+++ Given passage
In the competitive energy market in the United States, coal is often a market share winner. With “modern” mining techniques, massive existing transportation infrastructure, and more than 600 electrical power plants the can use the fuel, coal is often seen as a cheap and available alternative to high priced natural gas or oil, unreliable alternatives like wind or solar, or confusing and “scary” alternatives like nuclear power.
However, the backside of the coal story is not so good, unless it is being spun by industry supporters. With its well-funded media and political machine, the coal industry seems to be able to deflect a lot of criticism by merely saying that it plans to think about ways to burn coal more cleanly, that it might figure out a way to sequester CO2 sometime in the future if the taxpayers give it enough money for projects like FutureGen, and that it will “reclaim” areas damaged by coal mining operations by perhaps building a few golf courses on the flattened mountains and valleys that are left behind.
If you want to read a slightly different point of view about the effects of coal mining, I highly recommend that you click on over to Jennifer Oladipo’s excellent Pine Magazine article titled The Southern Appalachians – America’s Spare Batteries
The industry’s apologists also deflect criticism of those mine safety issues that you occasionally read about. Here is how the US government’s Mine Safety and Health Administration describes an industry whose best year ever in terms of US occupational deaths is 22 people in a single year.
Since the earliest days of mining, the job of digging coal and other useful materials out of the earth has been considered one of the world’s most dangerous occupations. Public concern about the toll of deaths, injuries and destruction in mine accidents has prompted passage of much-needed safety legislation and intensified the search for safer methods and improved training practices and technology. Growing cooperation among industry, labor and government also has contributed to making mining safer and more healthful, especially in recent years.
As a result of these initiatives, mining deaths and injuries have significantly declined in this century, although even the current relatively low injury numbers and frequency rates are still unacceptable to safety professionals in the American mining community and the Mine Safety and Health Administration (MSHA).
Source: MSHA’s web page titled – Injury Trends in Mining
It is nice to know that the injury numbers are unacceptable, but it is interesting how much positive spin is placed on the situation before you get to that comment.
As an aside, I wonder when the above page is going to be updated? The last date range on its summary of safety statistics on its “fact sheet” is 1991-1999, though the MSHA has a full set of statistics available on its web site at Mine Injury and Worktime Quarterly Statistics – Coal Data. I suppose that a patient and careful researcher can pull together sufficient background information for a news story from the individual sheets on that page, but I would bet that most will simply look at the fact sheet.
++++++
+++ Extracted records
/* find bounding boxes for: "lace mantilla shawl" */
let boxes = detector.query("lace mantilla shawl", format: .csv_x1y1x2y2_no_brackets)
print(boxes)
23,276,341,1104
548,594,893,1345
++++++
+++ Extracted records
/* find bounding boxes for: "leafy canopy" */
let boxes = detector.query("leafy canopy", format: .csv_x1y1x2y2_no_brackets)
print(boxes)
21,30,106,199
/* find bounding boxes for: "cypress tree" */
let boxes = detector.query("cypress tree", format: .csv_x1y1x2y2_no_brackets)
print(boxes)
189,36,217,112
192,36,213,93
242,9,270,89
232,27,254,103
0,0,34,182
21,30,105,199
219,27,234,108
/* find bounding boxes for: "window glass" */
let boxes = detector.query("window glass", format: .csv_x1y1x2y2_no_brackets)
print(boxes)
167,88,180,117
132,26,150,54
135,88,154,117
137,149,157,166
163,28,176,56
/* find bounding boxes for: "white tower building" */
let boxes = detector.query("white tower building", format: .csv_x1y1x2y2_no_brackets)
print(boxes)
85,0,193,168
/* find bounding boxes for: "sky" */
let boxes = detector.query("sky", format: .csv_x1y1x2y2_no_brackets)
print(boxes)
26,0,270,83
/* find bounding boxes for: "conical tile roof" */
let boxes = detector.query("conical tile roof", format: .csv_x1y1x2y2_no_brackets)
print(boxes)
++++++
## What the exercise asks
Reproduce the full text on coal mining and mine safety word for word. The entries have no connection to the text about coal mining and mine safety.

## Exercise response
In the competitive energy market in the United States, coal is often a market share winner. With “modern” mining techniques, massive existing transportation infrastructure, and more than 600 electrical power plants the can use the fuel, coal is often seen as a cheap and available alternative to high priced natural gas or oil, unreliable alternatives like wind or solar, or confusing and “scary” alternatives like nuclear power.
However, the backside of the coal story is not so good, unless it is being spun by industry supporters. With its well-funded media and political machine, the coal industry seems to be able to deflect a lot of criticism by merely saying that it plans to think about ways to burn coal more cleanly, that it might figure out a way to sequester CO2 sometime in the future if the taxpayers give it enough money for projects like FutureGen, and that it will “reclaim” areas damaged by coal mining operations by perhaps building a few golf courses on the flattened mountains and valleys that are left behind.
If you want to read a slightly different point of view about the effects of coal mining, I highly recommend that you click on over to Jennifer Oladipo’s excellent Pine Magazine article titled The Southern Appalachians – America’s Spare Batteries
The industry’s apologists also deflect criticism of those mine safety issues that you occasionally read about. Here is how the US government’s Mine Safety and Health Administration describes an industry whose best year ever in terms of US occupational deaths is 22 people in a single year.
Since the earliest days of mining, the job of digging coal and other useful materials out of the earth has been considered one of the world’s most dangerous occupations. Public concern about the toll of deaths, injuries and destruction in mine accidents has prompted passage of much-needed safety legislation and intensified the search for safer methods and improved training practices and technology. Growing cooperation among industry, labor and government also has contributed to making mining safer and more healthful, especially in recent years.
As a result of these initiatives, mining deaths and injuries have significantly declined in this century, although even the current relatively low injury numbers and frequency rates are still unacceptable to safety professionals in the American mining community and the Mine Safety and Health Administration (MSHA).
Source: MSHA’s web page titled – Injury Trends in Mining
It is nice to know that the injury numbers are unacceptable, but it is interesting how much positive spin is placed on the situation before you get to that comment.
As an aside, I wonder when the above page is going to be updated? The last date range on its summary of safety statistics on its “fact sheet” is 1991-1999, though the MSHA has a full set of statistics available on its web site at Mine Injury and Worktime Quarterly Statistics – Coal Data. I suppose that a patient and careful researcher can pull together sufficient background information for a news story from the individual sheets on that page, but I would bet that most will simply look at the fact sheet.